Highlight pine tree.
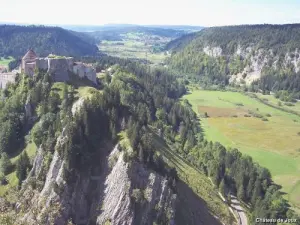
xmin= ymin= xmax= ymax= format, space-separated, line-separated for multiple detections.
xmin=237 ymin=185 xmax=246 ymax=201
xmin=219 ymin=179 xmax=226 ymax=196
xmin=16 ymin=151 xmax=30 ymax=187
xmin=0 ymin=153 xmax=12 ymax=175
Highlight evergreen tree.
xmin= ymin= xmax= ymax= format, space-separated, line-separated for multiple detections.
xmin=0 ymin=153 xmax=12 ymax=175
xmin=219 ymin=179 xmax=226 ymax=196
xmin=16 ymin=151 xmax=30 ymax=187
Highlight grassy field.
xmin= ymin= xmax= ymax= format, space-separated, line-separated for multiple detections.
xmin=184 ymin=90 xmax=300 ymax=211
xmin=99 ymin=33 xmax=171 ymax=63
xmin=255 ymin=93 xmax=300 ymax=113
xmin=0 ymin=57 xmax=14 ymax=66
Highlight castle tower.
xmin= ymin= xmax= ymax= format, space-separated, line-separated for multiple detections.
xmin=21 ymin=49 xmax=37 ymax=76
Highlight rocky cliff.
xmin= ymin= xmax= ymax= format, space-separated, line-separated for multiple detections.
xmin=168 ymin=24 xmax=300 ymax=84
xmin=17 ymin=140 xmax=176 ymax=225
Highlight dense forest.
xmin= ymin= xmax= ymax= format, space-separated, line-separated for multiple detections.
xmin=167 ymin=24 xmax=300 ymax=97
xmin=0 ymin=54 xmax=295 ymax=223
xmin=0 ymin=25 xmax=98 ymax=58
xmin=86 ymin=25 xmax=186 ymax=41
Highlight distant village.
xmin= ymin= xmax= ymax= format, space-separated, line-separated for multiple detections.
xmin=0 ymin=49 xmax=97 ymax=88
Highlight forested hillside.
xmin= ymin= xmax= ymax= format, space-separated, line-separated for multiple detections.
xmin=0 ymin=54 xmax=294 ymax=224
xmin=168 ymin=24 xmax=300 ymax=97
xmin=86 ymin=25 xmax=186 ymax=41
xmin=0 ymin=25 xmax=98 ymax=58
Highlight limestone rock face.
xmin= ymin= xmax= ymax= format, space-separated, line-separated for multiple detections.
xmin=47 ymin=58 xmax=73 ymax=82
xmin=21 ymin=142 xmax=176 ymax=225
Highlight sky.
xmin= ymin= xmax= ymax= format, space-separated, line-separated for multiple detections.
xmin=0 ymin=0 xmax=300 ymax=27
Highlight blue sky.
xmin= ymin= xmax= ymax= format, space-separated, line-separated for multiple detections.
xmin=0 ymin=0 xmax=300 ymax=26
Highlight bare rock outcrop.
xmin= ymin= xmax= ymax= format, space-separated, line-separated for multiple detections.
xmin=17 ymin=141 xmax=176 ymax=225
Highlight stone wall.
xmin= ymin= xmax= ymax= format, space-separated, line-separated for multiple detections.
xmin=48 ymin=58 xmax=74 ymax=82
xmin=0 ymin=72 xmax=16 ymax=89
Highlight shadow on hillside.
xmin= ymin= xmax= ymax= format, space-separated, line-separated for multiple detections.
xmin=175 ymin=180 xmax=222 ymax=225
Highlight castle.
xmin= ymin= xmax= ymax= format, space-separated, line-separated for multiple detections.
xmin=20 ymin=50 xmax=97 ymax=84
xmin=0 ymin=50 xmax=97 ymax=89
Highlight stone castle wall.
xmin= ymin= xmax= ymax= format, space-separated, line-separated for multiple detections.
xmin=0 ymin=53 xmax=97 ymax=89
xmin=0 ymin=72 xmax=16 ymax=89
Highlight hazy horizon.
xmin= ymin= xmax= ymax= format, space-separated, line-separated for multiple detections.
xmin=0 ymin=0 xmax=300 ymax=27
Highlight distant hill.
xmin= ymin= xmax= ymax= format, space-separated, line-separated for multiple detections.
xmin=57 ymin=24 xmax=203 ymax=32
xmin=86 ymin=25 xmax=191 ymax=41
xmin=0 ymin=25 xmax=98 ymax=57
xmin=167 ymin=24 xmax=300 ymax=95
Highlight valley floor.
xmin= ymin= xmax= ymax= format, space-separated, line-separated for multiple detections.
xmin=150 ymin=128 xmax=236 ymax=225
xmin=184 ymin=90 xmax=300 ymax=210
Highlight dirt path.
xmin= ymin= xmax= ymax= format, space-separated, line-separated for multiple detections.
xmin=231 ymin=195 xmax=248 ymax=225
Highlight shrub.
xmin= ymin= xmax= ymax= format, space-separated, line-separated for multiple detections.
xmin=131 ymin=188 xmax=145 ymax=203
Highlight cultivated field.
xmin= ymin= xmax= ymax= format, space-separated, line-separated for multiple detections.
xmin=255 ymin=93 xmax=300 ymax=114
xmin=0 ymin=57 xmax=14 ymax=66
xmin=184 ymin=90 xmax=300 ymax=211
xmin=99 ymin=33 xmax=171 ymax=63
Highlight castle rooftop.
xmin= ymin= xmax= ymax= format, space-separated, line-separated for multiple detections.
xmin=22 ymin=49 xmax=37 ymax=60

★ ★ ★ ★

### Your task
Find every line in the data above that contains the string "wall" and copy each of those lines. Case counts.

### Result of this exercise
Highlight stone wall.
Highlight stone castle wall.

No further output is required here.